Utautai ga Uta Utai ni Kite Uta Utae to Iu ga Utautai ga Uta Utau dake Utaikire ba Uta Utau keredomo Utautai dake Uta Utaikirenai kara Uta Utawanu!? (歌うたいが歌うたいに来て　歌うたえと言うが　歌うたいが歌うたうだけうたい切れば　歌うたうけれども　歌うたいだけ　歌うたい切れないから　歌うたわぬ！？) is Japanese band Greeeen's fourth studio album, which was released on June 27, 2012. It reached the 2nd place on the Oricon Weekly Albums Chart.

Records from a data source
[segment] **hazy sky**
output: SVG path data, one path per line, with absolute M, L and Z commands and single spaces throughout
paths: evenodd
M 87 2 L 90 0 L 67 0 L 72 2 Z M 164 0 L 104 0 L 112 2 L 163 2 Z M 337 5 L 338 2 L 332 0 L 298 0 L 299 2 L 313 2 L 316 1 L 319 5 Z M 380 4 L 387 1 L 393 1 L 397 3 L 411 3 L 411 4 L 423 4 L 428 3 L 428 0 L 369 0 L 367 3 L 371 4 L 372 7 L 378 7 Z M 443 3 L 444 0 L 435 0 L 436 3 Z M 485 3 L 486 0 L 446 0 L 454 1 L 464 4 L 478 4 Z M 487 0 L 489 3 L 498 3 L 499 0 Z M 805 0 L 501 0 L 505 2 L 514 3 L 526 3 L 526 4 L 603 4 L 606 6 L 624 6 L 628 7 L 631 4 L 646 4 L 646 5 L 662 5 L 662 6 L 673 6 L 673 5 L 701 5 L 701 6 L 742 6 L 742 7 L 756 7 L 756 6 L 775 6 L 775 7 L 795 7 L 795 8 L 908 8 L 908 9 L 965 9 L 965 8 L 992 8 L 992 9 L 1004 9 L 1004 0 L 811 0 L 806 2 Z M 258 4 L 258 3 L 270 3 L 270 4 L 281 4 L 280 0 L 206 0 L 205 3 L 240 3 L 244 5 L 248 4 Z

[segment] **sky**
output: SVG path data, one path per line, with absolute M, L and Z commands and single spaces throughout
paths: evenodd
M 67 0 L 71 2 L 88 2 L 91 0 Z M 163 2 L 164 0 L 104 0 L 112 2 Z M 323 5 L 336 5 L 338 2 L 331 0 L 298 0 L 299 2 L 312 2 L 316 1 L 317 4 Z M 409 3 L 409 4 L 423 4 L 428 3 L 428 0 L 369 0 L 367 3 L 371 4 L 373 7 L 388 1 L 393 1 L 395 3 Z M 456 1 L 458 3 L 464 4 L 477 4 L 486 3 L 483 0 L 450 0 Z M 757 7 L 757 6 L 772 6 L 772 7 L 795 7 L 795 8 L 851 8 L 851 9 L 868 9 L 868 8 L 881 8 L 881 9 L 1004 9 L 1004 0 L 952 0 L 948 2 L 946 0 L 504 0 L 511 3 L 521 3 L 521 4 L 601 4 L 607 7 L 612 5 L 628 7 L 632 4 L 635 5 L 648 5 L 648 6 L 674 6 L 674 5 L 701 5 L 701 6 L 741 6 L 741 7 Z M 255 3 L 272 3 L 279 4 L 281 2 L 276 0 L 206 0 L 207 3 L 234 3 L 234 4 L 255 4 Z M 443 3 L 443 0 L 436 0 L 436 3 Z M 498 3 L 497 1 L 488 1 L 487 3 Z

To do
Output the passage of the Greeeen album text that begins with the words "Utautai ga Uta Utai" and stops after "Weekly Albums Chart.".

Reply to the task
Utautai ga Uta Utai ni Kite Uta Utae to Iu ga Utautai ga Uta Utau dake Utaikire ba Uta Utau keredomo Utautai dake Uta Utaikirenai kara Uta Utawanu!? (歌うたいが歌うたいに来て　歌うたえと言うが　歌うたいが歌うたうだけうたい切れば　歌うたうけれども　歌うたいだけ　歌うたい切れないから　歌うたわぬ！？) is Japanese band Greeeen's fourth studio album, which was released on June 27, 2012. It reached the 2nd place on the Oricon Weekly Albums Chart.